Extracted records
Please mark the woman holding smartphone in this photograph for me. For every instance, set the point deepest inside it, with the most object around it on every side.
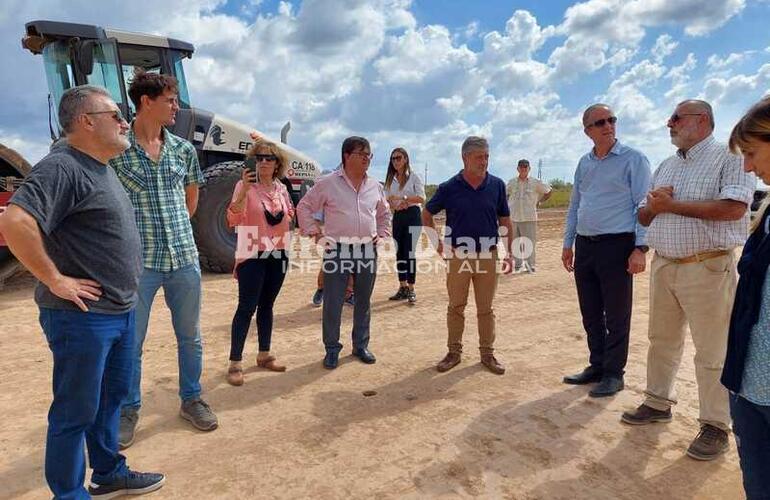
(405, 192)
(747, 366)
(261, 209)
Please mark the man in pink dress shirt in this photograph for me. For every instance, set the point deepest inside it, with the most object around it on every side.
(356, 217)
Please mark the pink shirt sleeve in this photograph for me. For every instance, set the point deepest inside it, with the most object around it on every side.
(290, 210)
(235, 218)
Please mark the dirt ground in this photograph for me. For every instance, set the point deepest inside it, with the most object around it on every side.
(311, 433)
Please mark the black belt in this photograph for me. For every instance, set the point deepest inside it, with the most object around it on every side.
(605, 237)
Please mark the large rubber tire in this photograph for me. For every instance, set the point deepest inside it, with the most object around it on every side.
(11, 164)
(216, 241)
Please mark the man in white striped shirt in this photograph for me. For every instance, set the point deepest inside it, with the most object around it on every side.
(696, 213)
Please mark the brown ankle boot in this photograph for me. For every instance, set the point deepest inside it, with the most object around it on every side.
(451, 360)
(235, 374)
(492, 364)
(265, 360)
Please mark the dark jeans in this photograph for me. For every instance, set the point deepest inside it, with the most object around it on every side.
(751, 425)
(92, 363)
(339, 263)
(605, 293)
(259, 281)
(406, 242)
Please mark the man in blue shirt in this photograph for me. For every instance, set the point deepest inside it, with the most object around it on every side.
(610, 182)
(476, 206)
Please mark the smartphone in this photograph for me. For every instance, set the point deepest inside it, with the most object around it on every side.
(251, 164)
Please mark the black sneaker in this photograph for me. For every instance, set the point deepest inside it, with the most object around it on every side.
(318, 297)
(133, 483)
(400, 294)
(129, 418)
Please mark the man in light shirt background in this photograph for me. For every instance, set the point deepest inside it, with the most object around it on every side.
(524, 195)
(696, 213)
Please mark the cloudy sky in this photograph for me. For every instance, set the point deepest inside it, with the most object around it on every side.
(423, 74)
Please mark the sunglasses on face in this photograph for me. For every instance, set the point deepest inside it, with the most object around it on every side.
(364, 155)
(678, 116)
(116, 114)
(600, 123)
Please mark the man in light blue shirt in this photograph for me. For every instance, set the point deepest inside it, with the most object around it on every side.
(610, 182)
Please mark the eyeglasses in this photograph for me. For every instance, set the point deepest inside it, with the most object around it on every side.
(678, 116)
(117, 115)
(600, 123)
(365, 156)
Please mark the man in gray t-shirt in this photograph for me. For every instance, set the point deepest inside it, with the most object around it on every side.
(87, 226)
(71, 224)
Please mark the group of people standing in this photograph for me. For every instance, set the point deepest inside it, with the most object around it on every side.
(102, 241)
(693, 212)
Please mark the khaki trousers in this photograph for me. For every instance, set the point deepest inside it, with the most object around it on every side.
(461, 272)
(699, 295)
(523, 230)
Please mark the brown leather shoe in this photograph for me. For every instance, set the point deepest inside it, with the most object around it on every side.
(644, 415)
(492, 364)
(710, 442)
(269, 363)
(451, 360)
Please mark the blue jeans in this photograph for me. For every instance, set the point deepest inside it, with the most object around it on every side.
(259, 281)
(92, 357)
(751, 426)
(182, 290)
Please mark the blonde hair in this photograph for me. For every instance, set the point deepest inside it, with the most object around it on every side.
(391, 174)
(754, 126)
(281, 163)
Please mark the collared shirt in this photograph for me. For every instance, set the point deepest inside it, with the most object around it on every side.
(523, 197)
(606, 194)
(756, 372)
(349, 215)
(708, 171)
(471, 213)
(157, 191)
(412, 187)
(254, 232)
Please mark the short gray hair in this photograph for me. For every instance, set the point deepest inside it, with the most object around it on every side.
(593, 107)
(474, 142)
(73, 102)
(704, 107)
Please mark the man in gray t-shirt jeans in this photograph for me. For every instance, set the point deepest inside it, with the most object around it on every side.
(71, 224)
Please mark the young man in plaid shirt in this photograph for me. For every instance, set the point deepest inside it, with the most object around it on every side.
(161, 174)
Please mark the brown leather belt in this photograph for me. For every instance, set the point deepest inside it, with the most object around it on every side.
(699, 257)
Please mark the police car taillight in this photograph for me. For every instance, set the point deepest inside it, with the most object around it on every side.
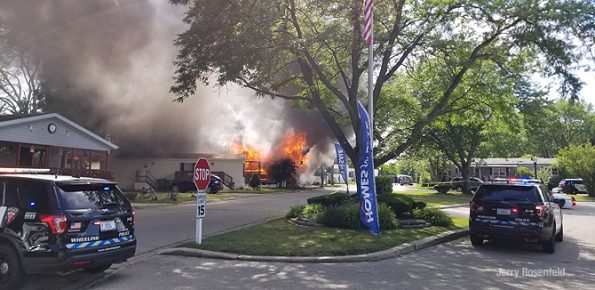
(57, 223)
(541, 210)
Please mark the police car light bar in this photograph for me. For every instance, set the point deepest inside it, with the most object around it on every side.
(4, 170)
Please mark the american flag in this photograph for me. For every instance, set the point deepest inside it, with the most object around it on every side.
(368, 21)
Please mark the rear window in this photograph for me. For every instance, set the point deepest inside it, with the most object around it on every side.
(508, 193)
(90, 196)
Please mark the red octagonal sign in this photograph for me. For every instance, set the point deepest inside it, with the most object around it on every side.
(202, 174)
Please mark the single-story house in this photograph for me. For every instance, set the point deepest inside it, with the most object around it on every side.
(152, 170)
(490, 168)
(51, 141)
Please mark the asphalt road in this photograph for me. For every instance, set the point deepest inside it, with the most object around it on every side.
(161, 226)
(502, 265)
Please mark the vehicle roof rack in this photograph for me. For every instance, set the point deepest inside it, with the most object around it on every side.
(6, 170)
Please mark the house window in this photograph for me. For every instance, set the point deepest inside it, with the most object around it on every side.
(554, 171)
(32, 156)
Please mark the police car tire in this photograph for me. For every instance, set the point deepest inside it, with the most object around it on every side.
(97, 269)
(17, 274)
(560, 235)
(549, 246)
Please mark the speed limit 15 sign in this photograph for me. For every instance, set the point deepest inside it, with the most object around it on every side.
(201, 204)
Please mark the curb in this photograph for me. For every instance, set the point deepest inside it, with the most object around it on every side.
(451, 206)
(377, 256)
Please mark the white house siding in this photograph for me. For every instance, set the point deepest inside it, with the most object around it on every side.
(124, 168)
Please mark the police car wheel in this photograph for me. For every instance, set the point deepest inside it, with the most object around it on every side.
(12, 275)
(97, 269)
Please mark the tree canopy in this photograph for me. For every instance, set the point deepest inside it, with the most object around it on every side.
(426, 55)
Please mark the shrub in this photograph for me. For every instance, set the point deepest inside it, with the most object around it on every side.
(384, 185)
(443, 188)
(313, 211)
(295, 212)
(254, 181)
(388, 220)
(433, 216)
(330, 199)
(400, 208)
(418, 205)
(407, 199)
(130, 196)
(344, 215)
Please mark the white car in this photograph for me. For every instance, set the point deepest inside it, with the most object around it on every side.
(569, 201)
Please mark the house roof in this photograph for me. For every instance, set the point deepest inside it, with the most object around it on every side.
(511, 162)
(180, 155)
(10, 120)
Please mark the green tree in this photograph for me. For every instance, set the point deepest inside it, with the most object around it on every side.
(553, 125)
(283, 170)
(579, 161)
(311, 52)
(20, 88)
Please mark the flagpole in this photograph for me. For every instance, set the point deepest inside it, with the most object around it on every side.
(371, 96)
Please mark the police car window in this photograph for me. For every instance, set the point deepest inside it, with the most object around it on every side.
(10, 193)
(33, 196)
(90, 196)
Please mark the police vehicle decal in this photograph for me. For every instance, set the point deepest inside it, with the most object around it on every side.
(87, 245)
(511, 223)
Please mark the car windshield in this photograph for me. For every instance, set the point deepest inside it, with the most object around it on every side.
(508, 193)
(90, 196)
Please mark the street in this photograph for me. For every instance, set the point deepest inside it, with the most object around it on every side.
(495, 265)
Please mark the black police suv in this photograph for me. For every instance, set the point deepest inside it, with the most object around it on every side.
(515, 211)
(57, 223)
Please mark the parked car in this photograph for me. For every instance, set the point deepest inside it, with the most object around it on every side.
(572, 185)
(55, 223)
(404, 179)
(569, 201)
(457, 183)
(515, 211)
(215, 185)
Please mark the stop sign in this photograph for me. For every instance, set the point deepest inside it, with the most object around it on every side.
(202, 174)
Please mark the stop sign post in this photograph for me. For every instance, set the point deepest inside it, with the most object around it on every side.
(201, 178)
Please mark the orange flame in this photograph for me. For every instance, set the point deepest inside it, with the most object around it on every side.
(293, 147)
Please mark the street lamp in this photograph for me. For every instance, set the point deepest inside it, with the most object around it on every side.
(534, 159)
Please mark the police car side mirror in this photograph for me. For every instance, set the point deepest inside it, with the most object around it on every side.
(2, 216)
(560, 202)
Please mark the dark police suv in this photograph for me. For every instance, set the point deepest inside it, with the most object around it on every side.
(515, 211)
(57, 223)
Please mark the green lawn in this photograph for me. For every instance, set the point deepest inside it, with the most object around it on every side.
(584, 197)
(279, 237)
(433, 198)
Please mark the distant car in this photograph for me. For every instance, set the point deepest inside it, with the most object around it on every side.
(404, 179)
(572, 185)
(569, 201)
(474, 183)
(515, 211)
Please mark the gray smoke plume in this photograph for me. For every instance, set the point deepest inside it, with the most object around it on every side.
(108, 66)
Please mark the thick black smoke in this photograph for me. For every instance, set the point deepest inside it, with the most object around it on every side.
(107, 65)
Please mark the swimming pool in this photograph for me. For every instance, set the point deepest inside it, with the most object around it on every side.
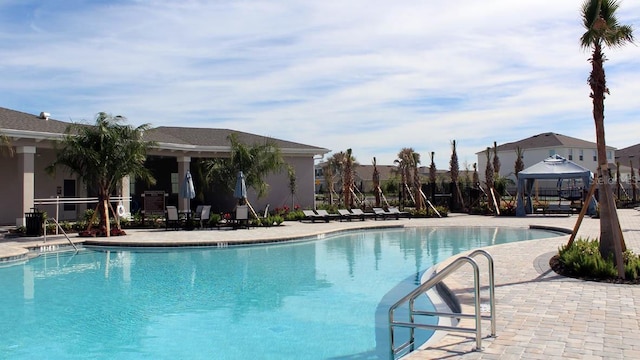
(322, 299)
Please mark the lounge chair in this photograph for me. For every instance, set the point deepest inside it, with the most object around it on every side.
(396, 211)
(326, 215)
(345, 214)
(312, 216)
(357, 212)
(242, 216)
(384, 215)
(203, 216)
(348, 215)
(172, 219)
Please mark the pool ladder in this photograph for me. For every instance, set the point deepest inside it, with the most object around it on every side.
(412, 324)
(58, 227)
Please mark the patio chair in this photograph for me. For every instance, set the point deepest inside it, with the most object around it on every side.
(398, 213)
(203, 215)
(349, 215)
(384, 215)
(242, 216)
(172, 219)
(312, 216)
(357, 212)
(326, 215)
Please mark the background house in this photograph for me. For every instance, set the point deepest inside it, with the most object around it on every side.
(539, 147)
(23, 179)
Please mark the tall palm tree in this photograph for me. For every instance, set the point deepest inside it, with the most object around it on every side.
(602, 29)
(417, 184)
(432, 175)
(102, 155)
(256, 161)
(403, 167)
(376, 183)
(454, 169)
(633, 182)
(332, 170)
(5, 145)
(519, 164)
(489, 174)
(496, 159)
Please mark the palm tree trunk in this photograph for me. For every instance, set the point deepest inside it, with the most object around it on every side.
(611, 239)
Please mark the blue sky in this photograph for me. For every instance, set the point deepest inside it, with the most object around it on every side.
(374, 75)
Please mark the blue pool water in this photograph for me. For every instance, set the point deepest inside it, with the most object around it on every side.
(316, 299)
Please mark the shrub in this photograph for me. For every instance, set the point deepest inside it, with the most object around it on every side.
(583, 259)
(214, 218)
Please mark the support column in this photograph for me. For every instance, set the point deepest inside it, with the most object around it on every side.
(26, 160)
(184, 164)
(125, 192)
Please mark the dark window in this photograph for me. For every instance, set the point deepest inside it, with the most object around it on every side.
(69, 190)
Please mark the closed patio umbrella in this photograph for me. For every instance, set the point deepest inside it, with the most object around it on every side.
(188, 191)
(240, 191)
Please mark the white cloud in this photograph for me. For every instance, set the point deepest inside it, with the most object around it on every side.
(374, 76)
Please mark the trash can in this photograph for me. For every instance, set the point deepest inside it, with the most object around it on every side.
(33, 222)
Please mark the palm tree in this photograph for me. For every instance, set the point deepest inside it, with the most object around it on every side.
(432, 175)
(255, 161)
(348, 178)
(519, 164)
(5, 145)
(489, 174)
(417, 185)
(454, 168)
(496, 159)
(102, 155)
(633, 182)
(404, 165)
(475, 176)
(599, 19)
(333, 169)
(376, 183)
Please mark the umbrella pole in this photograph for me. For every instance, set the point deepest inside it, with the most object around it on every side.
(251, 208)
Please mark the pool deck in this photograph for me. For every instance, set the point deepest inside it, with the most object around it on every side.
(540, 315)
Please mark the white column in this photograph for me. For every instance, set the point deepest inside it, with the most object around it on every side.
(125, 192)
(184, 163)
(26, 159)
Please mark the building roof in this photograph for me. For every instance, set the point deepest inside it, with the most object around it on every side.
(16, 120)
(16, 123)
(631, 153)
(216, 137)
(547, 140)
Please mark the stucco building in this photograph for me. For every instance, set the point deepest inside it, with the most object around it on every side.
(23, 180)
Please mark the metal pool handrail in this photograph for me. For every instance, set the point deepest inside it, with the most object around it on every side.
(433, 281)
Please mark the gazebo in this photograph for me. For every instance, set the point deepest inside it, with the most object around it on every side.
(555, 168)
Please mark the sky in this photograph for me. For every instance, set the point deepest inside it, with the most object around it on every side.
(375, 76)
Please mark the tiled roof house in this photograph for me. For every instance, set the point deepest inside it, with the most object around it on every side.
(32, 137)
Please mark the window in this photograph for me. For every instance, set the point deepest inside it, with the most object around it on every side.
(69, 190)
(174, 183)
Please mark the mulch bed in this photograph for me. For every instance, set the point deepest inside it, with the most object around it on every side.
(560, 269)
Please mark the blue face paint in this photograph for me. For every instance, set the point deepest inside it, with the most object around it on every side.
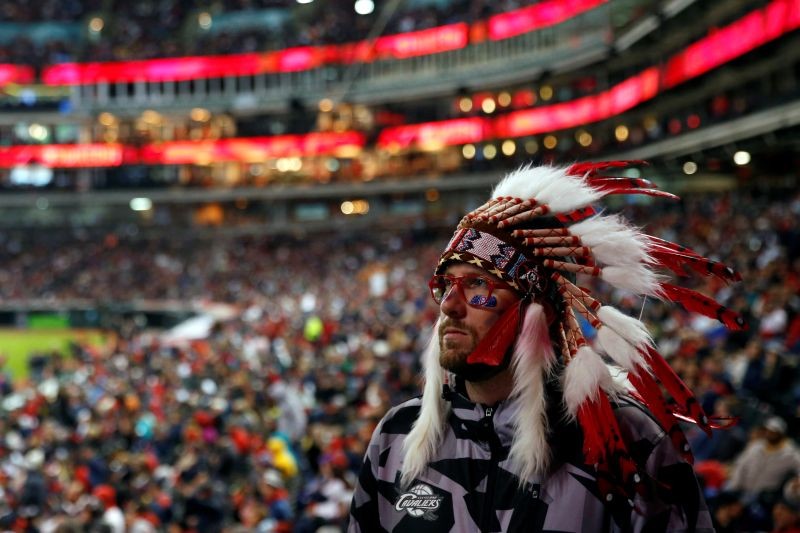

[WHAT THE EXERCISE ASKS] Omitting all pictures, restate word for word the lines from the one containing "Please mark the sky" through the last line of the data.

[RESPONSE TO THE EXERCISE]
Please mark the sky in this photograph for me. For every instance, set the point deepest inside it, with the most object around it on every side.
(375, 76)
Please mark the tiled roof house in this photograph for me. For every instance, set the point deepest inside it, with the most object around it on every side.
(32, 137)
Please mark the window in this photograph for me. For every instance, set the point deepest inside it, with the most object around it on every side.
(69, 190)
(174, 183)
Please mark the mulch bed in this photograph for me. For every instance, set the point deepest inside it, with the most object around it on every side.
(560, 269)
Please mark the blue face paint in this photograph for me. For every instance, set the point deepest inside it, with the most object around it on every side.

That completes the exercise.